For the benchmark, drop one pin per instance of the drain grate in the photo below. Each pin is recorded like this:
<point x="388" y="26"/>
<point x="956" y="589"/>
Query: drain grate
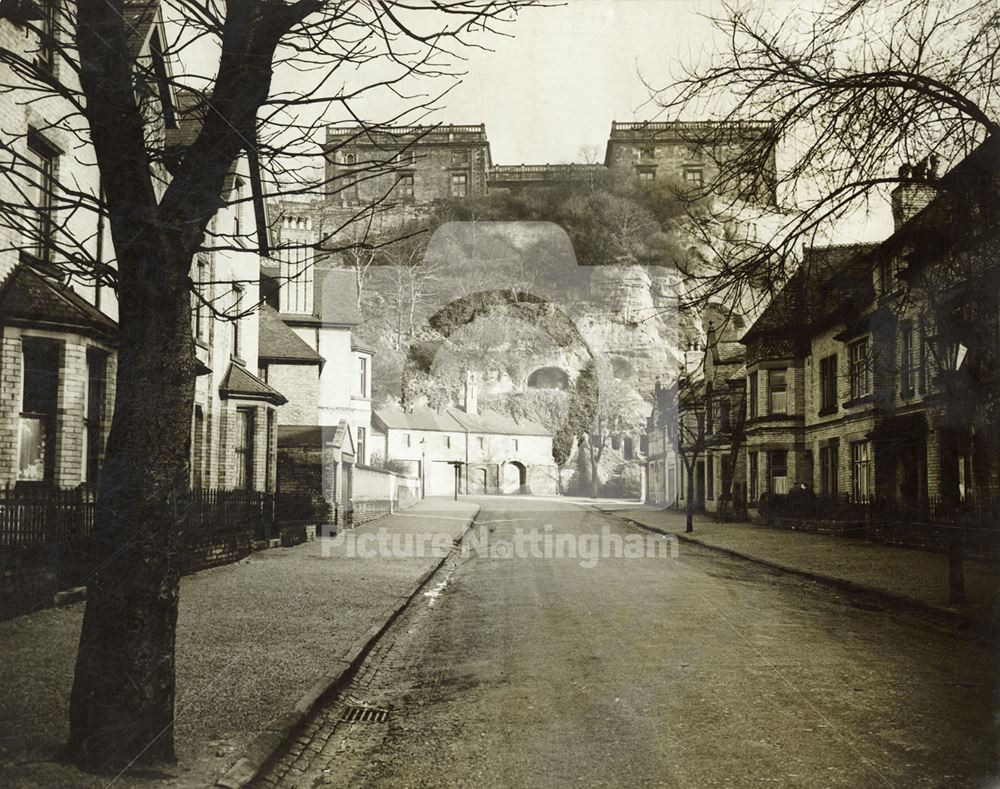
<point x="361" y="714"/>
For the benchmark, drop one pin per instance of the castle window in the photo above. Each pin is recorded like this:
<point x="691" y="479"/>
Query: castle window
<point x="694" y="176"/>
<point x="296" y="272"/>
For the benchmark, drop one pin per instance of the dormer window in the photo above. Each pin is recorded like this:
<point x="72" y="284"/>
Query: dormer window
<point x="694" y="176"/>
<point x="43" y="158"/>
<point x="45" y="55"/>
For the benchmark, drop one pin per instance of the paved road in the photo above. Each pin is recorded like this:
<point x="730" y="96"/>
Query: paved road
<point x="694" y="671"/>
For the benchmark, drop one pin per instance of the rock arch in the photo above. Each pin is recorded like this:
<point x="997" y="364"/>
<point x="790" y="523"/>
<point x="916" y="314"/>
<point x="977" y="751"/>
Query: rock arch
<point x="549" y="378"/>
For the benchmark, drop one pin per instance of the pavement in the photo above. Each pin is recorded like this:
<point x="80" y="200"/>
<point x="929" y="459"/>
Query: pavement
<point x="258" y="644"/>
<point x="558" y="666"/>
<point x="910" y="577"/>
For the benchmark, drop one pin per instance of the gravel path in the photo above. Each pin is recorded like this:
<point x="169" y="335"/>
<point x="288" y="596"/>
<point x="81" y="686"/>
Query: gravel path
<point x="252" y="637"/>
<point x="916" y="574"/>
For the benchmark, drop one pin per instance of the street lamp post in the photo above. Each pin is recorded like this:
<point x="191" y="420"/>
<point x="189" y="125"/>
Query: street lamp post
<point x="948" y="355"/>
<point x="690" y="441"/>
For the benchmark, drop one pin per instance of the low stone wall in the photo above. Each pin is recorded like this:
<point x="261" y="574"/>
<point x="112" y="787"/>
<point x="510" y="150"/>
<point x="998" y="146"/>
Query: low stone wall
<point x="376" y="493"/>
<point x="839" y="528"/>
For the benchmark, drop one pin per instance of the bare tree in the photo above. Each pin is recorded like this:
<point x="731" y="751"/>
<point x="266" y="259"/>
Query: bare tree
<point x="851" y="91"/>
<point x="691" y="438"/>
<point x="159" y="209"/>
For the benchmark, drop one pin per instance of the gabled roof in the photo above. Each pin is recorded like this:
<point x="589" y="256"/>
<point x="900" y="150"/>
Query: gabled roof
<point x="423" y="418"/>
<point x="487" y="421"/>
<point x="976" y="173"/>
<point x="140" y="17"/>
<point x="30" y="297"/>
<point x="335" y="299"/>
<point x="454" y="420"/>
<point x="829" y="280"/>
<point x="278" y="343"/>
<point x="241" y="384"/>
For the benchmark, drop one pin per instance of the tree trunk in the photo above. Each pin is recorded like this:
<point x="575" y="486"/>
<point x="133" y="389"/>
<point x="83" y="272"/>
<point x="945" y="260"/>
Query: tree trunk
<point x="122" y="702"/>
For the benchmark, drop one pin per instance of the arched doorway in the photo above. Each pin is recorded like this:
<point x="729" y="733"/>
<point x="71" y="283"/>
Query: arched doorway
<point x="515" y="477"/>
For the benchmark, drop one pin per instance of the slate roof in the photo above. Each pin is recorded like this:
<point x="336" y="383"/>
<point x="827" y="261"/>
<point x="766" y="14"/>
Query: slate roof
<point x="454" y="420"/>
<point x="28" y="296"/>
<point x="829" y="280"/>
<point x="140" y="16"/>
<point x="487" y="421"/>
<point x="278" y="343"/>
<point x="335" y="299"/>
<point x="241" y="383"/>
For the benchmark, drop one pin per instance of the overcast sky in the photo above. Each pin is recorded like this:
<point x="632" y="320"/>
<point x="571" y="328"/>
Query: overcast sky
<point x="568" y="71"/>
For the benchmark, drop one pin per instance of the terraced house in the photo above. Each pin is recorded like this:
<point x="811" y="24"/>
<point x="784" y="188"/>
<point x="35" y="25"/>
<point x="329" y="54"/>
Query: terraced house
<point x="873" y="375"/>
<point x="57" y="303"/>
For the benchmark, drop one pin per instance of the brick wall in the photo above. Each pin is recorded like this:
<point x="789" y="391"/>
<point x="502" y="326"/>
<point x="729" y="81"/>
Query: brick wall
<point x="300" y="384"/>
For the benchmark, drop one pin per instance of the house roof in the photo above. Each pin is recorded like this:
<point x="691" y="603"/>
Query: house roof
<point x="454" y="420"/>
<point x="487" y="421"/>
<point x="976" y="172"/>
<point x="358" y="345"/>
<point x="30" y="296"/>
<point x="278" y="343"/>
<point x="139" y="16"/>
<point x="240" y="383"/>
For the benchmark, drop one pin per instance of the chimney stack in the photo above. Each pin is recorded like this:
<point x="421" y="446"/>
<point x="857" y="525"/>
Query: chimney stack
<point x="912" y="196"/>
<point x="471" y="394"/>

EXERCISE PROMPT - Please return the whole listing above line by line, unchanged, but leave out the pictures.

OUTPUT -
For the benchmark, drop one pin per instance of the drain grate in the photo below. Each pin is recorded like this:
<point x="388" y="26"/>
<point x="956" y="589"/>
Query: drain grate
<point x="361" y="714"/>
For the benchmark, drop one pin per instance of the castle window in the photo above. Each pin is recorded like this:
<point x="691" y="479"/>
Query: castle window
<point x="694" y="176"/>
<point x="296" y="272"/>
For the benchmark, drop one pin per instance of the dormer window in the photo above. Each pin is recorded like this:
<point x="72" y="284"/>
Query: dormer window
<point x="694" y="176"/>
<point x="43" y="158"/>
<point x="45" y="55"/>
For the benchmark, drop one pin per instance of the paved road in the photo above. Each pin is recorded like this:
<point x="730" y="96"/>
Query: paved road
<point x="694" y="671"/>
For the benchmark, drop one pin per instance of the rock arch in the photo above. Each pin is recorded like this:
<point x="997" y="364"/>
<point x="790" y="523"/>
<point x="916" y="314"/>
<point x="977" y="751"/>
Query: rock arch
<point x="549" y="378"/>
For the benchmark, drop one pin per instance of the pavement in the photo above. Each pin is recorded like this:
<point x="80" y="200"/>
<point x="929" y="459"/>
Query: pavement
<point x="258" y="644"/>
<point x="558" y="666"/>
<point x="910" y="577"/>
For the benchmark, drop one pin per instance of the gravel path in the photo above. Each pin is recorded like this:
<point x="169" y="335"/>
<point x="288" y="596"/>
<point x="81" y="686"/>
Query: gravel path
<point x="252" y="637"/>
<point x="916" y="574"/>
For the benchmark, drop one pin per instance of the street lamp post in the photo above. Each pin is recorded like this:
<point x="191" y="420"/>
<point x="189" y="125"/>
Query: street lamp post
<point x="948" y="355"/>
<point x="690" y="441"/>
For the benchmark, drop one pin per instance of the low stone wall in the photo above. Each pin is recorded like this:
<point x="261" y="574"/>
<point x="112" y="787"/>
<point x="510" y="150"/>
<point x="998" y="146"/>
Query: low stone wall
<point x="376" y="493"/>
<point x="839" y="528"/>
For the benchmark, drop one pin per instance of the bare tree in the photo above. Each pin is recorded like this:
<point x="731" y="751"/>
<point x="266" y="259"/>
Query: bare tree
<point x="851" y="91"/>
<point x="691" y="438"/>
<point x="159" y="209"/>
For the benchmark, drop one pin per instance of the gabled roof in the photo above. Each pin is recorded like this:
<point x="589" y="256"/>
<point x="900" y="150"/>
Query: gabled roof
<point x="423" y="418"/>
<point x="487" y="421"/>
<point x="976" y="173"/>
<point x="140" y="17"/>
<point x="30" y="297"/>
<point x="335" y="299"/>
<point x="454" y="420"/>
<point x="829" y="280"/>
<point x="278" y="343"/>
<point x="241" y="384"/>
For the benchmark, drop one pin per instance of the tree trunk in the photo above. Each pin is recorded like this:
<point x="575" y="486"/>
<point x="133" y="389"/>
<point x="83" y="272"/>
<point x="945" y="260"/>
Query: tree trunk
<point x="122" y="702"/>
For the benchmark, drop one pin per instance of the arched doorway in the photo above. Each pin is recorded like this:
<point x="729" y="733"/>
<point x="71" y="283"/>
Query: arched doorway
<point x="515" y="477"/>
For the benchmark, drop one pin per instance of the slate roof in the photo above. Each pin is recorded like this:
<point x="336" y="383"/>
<point x="827" y="261"/>
<point x="766" y="14"/>
Query: slate roof
<point x="454" y="420"/>
<point x="28" y="296"/>
<point x="829" y="280"/>
<point x="140" y="16"/>
<point x="487" y="421"/>
<point x="278" y="343"/>
<point x="335" y="299"/>
<point x="241" y="383"/>
For the benchmark, drop one pin per instance of the overcast sky in the photo above. Each pin is recorded like this:
<point x="632" y="320"/>
<point x="571" y="328"/>
Query: overcast sky
<point x="568" y="71"/>
For the benchmark, drop one pin per instance of the terraced house in the photo above. Each pin is recorded like this:
<point x="811" y="24"/>
<point x="784" y="188"/>
<point x="35" y="25"/>
<point x="329" y="54"/>
Query: terraced house
<point x="873" y="375"/>
<point x="57" y="303"/>
For the benchmark, drop one pin per instance of the brick wall in the photo above. Each pin is recorded like this:
<point x="789" y="391"/>
<point x="502" y="326"/>
<point x="729" y="81"/>
Query: brick wall
<point x="300" y="384"/>
For the benchmark, drop one pin per instance of the house roof in the photo above. Each pin is recorded like this:
<point x="691" y="603"/>
Query: house roof
<point x="454" y="420"/>
<point x="487" y="421"/>
<point x="976" y="172"/>
<point x="358" y="345"/>
<point x="30" y="296"/>
<point x="278" y="343"/>
<point x="139" y="16"/>
<point x="240" y="383"/>
For the benchmark, drop one pin per instance of the chimney stack in the photo above. Each pin is recorded like this:
<point x="421" y="446"/>
<point x="857" y="525"/>
Query: chimney stack
<point x="912" y="196"/>
<point x="471" y="394"/>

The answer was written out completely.